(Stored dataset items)

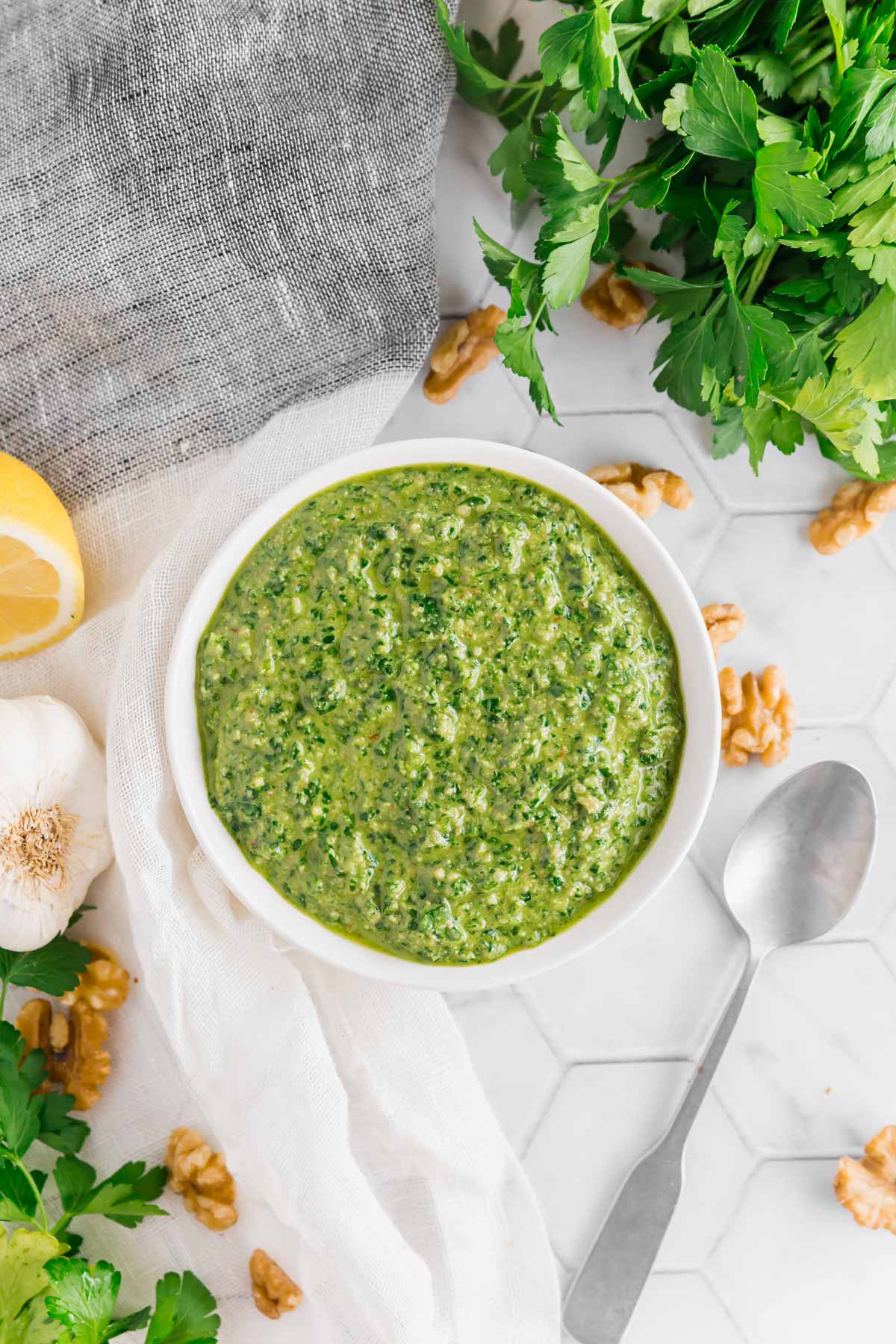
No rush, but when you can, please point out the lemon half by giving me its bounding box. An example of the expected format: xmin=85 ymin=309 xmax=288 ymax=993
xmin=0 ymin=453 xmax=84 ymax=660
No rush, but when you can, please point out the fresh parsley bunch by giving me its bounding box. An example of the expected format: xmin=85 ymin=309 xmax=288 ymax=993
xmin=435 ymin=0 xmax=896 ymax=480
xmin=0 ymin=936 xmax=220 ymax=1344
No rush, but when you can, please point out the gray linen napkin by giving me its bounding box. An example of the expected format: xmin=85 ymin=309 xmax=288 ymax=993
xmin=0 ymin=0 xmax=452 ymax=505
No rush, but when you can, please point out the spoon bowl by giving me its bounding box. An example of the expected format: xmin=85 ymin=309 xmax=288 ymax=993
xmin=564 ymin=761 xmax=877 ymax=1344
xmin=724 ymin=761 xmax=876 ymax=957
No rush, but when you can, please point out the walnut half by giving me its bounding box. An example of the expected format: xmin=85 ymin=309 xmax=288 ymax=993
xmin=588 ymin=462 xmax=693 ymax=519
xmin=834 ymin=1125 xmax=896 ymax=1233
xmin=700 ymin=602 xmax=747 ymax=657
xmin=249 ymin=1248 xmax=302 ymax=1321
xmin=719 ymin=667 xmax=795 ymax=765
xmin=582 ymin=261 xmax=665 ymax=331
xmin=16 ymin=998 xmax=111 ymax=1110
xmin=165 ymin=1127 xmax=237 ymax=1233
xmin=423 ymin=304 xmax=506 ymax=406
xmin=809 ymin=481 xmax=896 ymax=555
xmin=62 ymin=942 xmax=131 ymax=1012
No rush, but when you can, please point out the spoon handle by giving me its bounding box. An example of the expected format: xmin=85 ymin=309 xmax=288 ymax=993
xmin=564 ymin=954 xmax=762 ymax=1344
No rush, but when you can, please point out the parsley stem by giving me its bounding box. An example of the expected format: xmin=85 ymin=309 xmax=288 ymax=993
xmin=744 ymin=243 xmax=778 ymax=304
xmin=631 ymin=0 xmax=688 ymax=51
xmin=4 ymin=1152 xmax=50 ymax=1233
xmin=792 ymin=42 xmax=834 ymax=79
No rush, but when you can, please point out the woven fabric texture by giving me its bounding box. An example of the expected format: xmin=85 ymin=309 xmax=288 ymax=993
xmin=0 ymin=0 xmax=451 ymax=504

▸ **REQUIRED WORK**
Write out every line of the listing above exactly as it appears, leaving the pictures out.

▸ **TASK RESPONSE**
No rush, but when you can, please point out the lemon half by giving me its bounding box. An example of the expected format: xmin=85 ymin=309 xmax=288 ymax=993
xmin=0 ymin=453 xmax=84 ymax=660
No rush, but when you can, please point out the fresh parsley bunch by giving me its bounding box. An example of the expected format: xmin=85 ymin=309 xmax=288 ymax=993
xmin=435 ymin=0 xmax=896 ymax=480
xmin=0 ymin=936 xmax=220 ymax=1344
No rush, but when you can, please point out the gray linen napkin by giving me its bounding box. An example of the expected format: xmin=85 ymin=309 xmax=288 ymax=993
xmin=0 ymin=0 xmax=452 ymax=505
No rush, but when you can, please point out the spoon bowl by giving me its bounding box. An example of the expected format: xmin=85 ymin=309 xmax=288 ymax=993
xmin=564 ymin=761 xmax=877 ymax=1344
xmin=724 ymin=761 xmax=876 ymax=957
No rush, but when you can, please point out the walnut half by giving me its bounding box. An example of the expected format: xmin=85 ymin=309 xmax=288 ymax=993
xmin=588 ymin=462 xmax=693 ymax=519
xmin=834 ymin=1125 xmax=896 ymax=1233
xmin=700 ymin=602 xmax=747 ymax=657
xmin=249 ymin=1248 xmax=302 ymax=1321
xmin=719 ymin=667 xmax=795 ymax=765
xmin=582 ymin=261 xmax=665 ymax=331
xmin=16 ymin=998 xmax=111 ymax=1110
xmin=165 ymin=1127 xmax=237 ymax=1233
xmin=423 ymin=304 xmax=506 ymax=406
xmin=809 ymin=481 xmax=896 ymax=555
xmin=62 ymin=942 xmax=131 ymax=1012
No rush, but when you can, please point out the spoon handle by giving me its bounding box. An example of the expected format: xmin=85 ymin=309 xmax=288 ymax=993
xmin=564 ymin=954 xmax=762 ymax=1344
No rush, but when you can, please point out the parsley stem by giving me its bounding box. An example of the expected format: xmin=85 ymin=309 xmax=288 ymax=993
xmin=744 ymin=243 xmax=778 ymax=304
xmin=631 ymin=0 xmax=688 ymax=51
xmin=4 ymin=1152 xmax=50 ymax=1233
xmin=792 ymin=42 xmax=834 ymax=79
No rush, but when you can, please point out the woven fabric texture by giving me its bounding box. An example of the expected format: xmin=85 ymin=309 xmax=288 ymax=993
xmin=0 ymin=0 xmax=451 ymax=504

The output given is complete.